▸ Description of the task:
Repeat the listing in full, exactly as it stands.

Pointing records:
····················
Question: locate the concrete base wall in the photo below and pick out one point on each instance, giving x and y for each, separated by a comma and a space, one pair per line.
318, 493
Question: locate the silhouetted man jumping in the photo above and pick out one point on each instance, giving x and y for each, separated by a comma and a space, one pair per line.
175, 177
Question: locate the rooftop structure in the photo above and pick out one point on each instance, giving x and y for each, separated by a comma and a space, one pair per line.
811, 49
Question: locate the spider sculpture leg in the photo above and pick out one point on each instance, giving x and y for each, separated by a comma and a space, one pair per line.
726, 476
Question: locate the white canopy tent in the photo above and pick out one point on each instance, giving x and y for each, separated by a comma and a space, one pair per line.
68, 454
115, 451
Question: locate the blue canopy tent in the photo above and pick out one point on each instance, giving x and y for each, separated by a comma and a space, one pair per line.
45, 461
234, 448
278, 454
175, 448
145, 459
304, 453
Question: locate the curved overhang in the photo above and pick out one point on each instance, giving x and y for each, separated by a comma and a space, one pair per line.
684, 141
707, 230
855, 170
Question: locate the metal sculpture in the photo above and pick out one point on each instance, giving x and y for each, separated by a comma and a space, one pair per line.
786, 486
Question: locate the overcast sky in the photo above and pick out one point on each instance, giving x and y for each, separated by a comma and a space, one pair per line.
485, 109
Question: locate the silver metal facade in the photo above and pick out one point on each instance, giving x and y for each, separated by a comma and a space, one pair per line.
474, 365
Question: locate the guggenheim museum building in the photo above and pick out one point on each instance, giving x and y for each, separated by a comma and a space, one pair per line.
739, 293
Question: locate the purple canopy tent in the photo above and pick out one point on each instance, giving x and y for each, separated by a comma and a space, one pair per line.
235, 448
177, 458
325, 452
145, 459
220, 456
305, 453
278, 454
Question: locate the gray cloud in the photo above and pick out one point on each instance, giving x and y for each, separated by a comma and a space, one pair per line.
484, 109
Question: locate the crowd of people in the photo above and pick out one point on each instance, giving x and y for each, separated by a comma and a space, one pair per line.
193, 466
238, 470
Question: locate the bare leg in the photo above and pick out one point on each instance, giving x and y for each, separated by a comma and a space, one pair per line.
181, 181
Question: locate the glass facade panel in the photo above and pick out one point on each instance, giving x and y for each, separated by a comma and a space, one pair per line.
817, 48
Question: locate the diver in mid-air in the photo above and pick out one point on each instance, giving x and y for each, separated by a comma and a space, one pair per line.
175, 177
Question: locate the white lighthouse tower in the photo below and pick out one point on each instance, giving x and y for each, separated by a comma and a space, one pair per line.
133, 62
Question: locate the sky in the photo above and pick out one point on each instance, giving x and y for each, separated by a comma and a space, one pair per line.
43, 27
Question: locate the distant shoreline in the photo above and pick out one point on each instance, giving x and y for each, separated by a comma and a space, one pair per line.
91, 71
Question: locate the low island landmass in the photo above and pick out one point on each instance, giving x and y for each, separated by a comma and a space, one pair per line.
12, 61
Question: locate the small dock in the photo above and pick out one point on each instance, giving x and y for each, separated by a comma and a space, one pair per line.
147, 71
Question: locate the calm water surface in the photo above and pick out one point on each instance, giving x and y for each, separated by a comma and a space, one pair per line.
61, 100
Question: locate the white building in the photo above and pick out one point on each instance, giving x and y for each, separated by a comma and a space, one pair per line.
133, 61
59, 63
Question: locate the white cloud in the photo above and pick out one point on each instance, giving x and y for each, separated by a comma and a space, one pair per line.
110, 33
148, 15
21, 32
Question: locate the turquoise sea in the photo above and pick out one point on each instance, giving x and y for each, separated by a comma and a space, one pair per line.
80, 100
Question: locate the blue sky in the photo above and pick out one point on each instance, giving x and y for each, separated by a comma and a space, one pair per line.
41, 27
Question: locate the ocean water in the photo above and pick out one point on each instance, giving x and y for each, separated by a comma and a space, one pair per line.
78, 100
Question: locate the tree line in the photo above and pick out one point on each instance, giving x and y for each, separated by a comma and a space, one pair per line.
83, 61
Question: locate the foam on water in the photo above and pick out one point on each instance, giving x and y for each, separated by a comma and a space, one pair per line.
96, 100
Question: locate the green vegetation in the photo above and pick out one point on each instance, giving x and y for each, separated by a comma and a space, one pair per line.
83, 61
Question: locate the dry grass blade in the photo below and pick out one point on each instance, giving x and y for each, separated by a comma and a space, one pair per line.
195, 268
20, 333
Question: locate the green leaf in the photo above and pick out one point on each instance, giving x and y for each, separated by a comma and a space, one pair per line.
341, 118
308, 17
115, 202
····················
▸ Correct result:
Question: locate the concrete base wall in the photo below and pick out one point on each instance, giving x and y for each, separated by a comma and a space, one pair per line.
318, 493
Question: locate the silhouetted man jumping in the photo above and pick out one point on each instance, giving x and y for each, separated by a comma and a space, one pair per line.
175, 177
Question: locate the rooftop structure in the photo above and pick out one point on each instance, giving x and y for each, separated by a comma and a space, one pair per line.
811, 49
Question: locate the spider sculpture leg in the photo above and pick out one point on each instance, giving x and y for each, separated by a comma and a space, one pair per line.
726, 476
Question: locate the white canopy tent in the photo above and pick out one point on each instance, giving x and y for each, separated by a comma and a space, one pair per line.
68, 454
115, 451
Question: locate the blue canopy tent in the photo above and pick out one point on each instance, giving x and y for each, separated by a comma and a space, one pair per line.
45, 461
234, 448
278, 454
175, 448
145, 459
304, 453
Question: locate the curved overhang in the photo above and pick out one point on each instance, giving x and y for each, separated by a comma and a space, one pair per line.
684, 141
707, 230
855, 170
Question: locate the metal sculpture in the photo above and pick out one point on each instance, giving x and y for each, separated by a comma and a space, one pair per line.
786, 486
Question: locate the overcast sky in the photo above and pick out one point on each instance, giving x and y for each, separated by a comma and a space, one pair per line.
485, 109
Question: locate the silver metal facade in the photo above and pick out one point on each instance, giving x and y for each, separated by a comma and a space, one pair per line.
474, 365
Question: locate the guggenheim museum building in the photo above and pick out one point on each instance, giving x and y for each, separated by a comma and a space, one pair per line.
739, 293
Question: locate the purple canopy tent in the photo above and pick out one point on each instance, giving x and y for each, separated by a comma and a space, one pair per line.
235, 448
177, 458
325, 452
145, 459
220, 456
305, 453
278, 454
Question: locate the gray cloud in the photo above and pick out one point on each instance, giving x and y for each, separated by a comma and a space, one pair per line.
484, 109
Question: locate the crowd of people in the photo above and pick out one point on each instance, giving x and y for each, separated by a comma and a space, one pair per line.
193, 466
238, 470
Question: locate the bare leg in the photo above and pick out one point on each instance, giving x and y for each, separated by a comma and a space, one pair per line.
181, 181
Question: locate the glass facade panel in the photo above and pick out one point on each instance, giving x and y for each, separated by a comma and a space, one pair per line.
817, 48
Question: locate the diver in mid-air in the photo above and pick out one point on each instance, giving x and y for each, separated by a comma and a space, one pair per line.
175, 177
Question: locate the white lighthouse tower in the photo below and pick out one point on each instance, giving x and y for each, separated by a comma and a space, one pair per line.
133, 62
Question: locate the sky in the photo above and pick out one point on each instance, giving x and y for each, separated by a comma and a space, one pair per line.
43, 27
Question: locate the distant shoreline in the photo above and pick out one point on each instance, giving x and y for each, separated by a comma and a space, one pair per line.
91, 71
Question: locate the low island landmass in the photo above and pick out one point on each instance, giving x and y for each, separated by a comma and a space, one pair per line.
12, 61
Question: locate the small dock in the photo above and pick out one point on each instance, giving x and y for each, separated by a comma and a space, one pair per line.
147, 71
Question: locate the calm water surface in the photo above and pick out one point on each instance, giving x and y for each, separated by a comma and a space, one pair per line.
61, 100
Question: locate the white building in the photo above and pick out one point on each instance, giving x and y for each, separated by a comma and a space, one pair per line.
133, 61
59, 63
Question: locate the white cloud in the photo above and pick out one point on each instance, giving x and y for each, separated by a comma and a space, one pair per line.
110, 33
148, 15
21, 32
Question: locate the turquoise sea in the photo above and pick out one point on each instance, giving x and y for each, separated by a comma and a space, one pair per line.
80, 100
Question: locate the blue sky in the photo above and pick out one point on each instance, giving x and y for each, separated by a comma and a space, one pair per line.
41, 27
Question: locate the ocean water in the photo above and pick out one point on each instance, giving x and y for each, separated by a comma and a space, one pair per line.
78, 100
Question: locate the tree line in the photo above and pick out one point on each instance, giving x and y for each, separated by a comma and a space, one pair per line.
83, 61
Question: locate the foam on water in the photo above and pick out one point on each instance, giving x and y for each, separated by a comma and a space, one pair per line.
96, 100
Question: locate the green vegetation in the photo above and pick out one point on each instance, giving x and y for each, separated by a comma and a space, one pair per line.
83, 61
Question: locate the dry grass blade in the photo below and pick out one point on each instance, giving x and y for each, separated by a comma and a space, one pair per line.
195, 268
20, 333
Question: locate the green leaf in the photo above and pick out one point on each instance, giving x and y for each, separated by a comma and a space, one pair per line.
341, 118
308, 17
115, 202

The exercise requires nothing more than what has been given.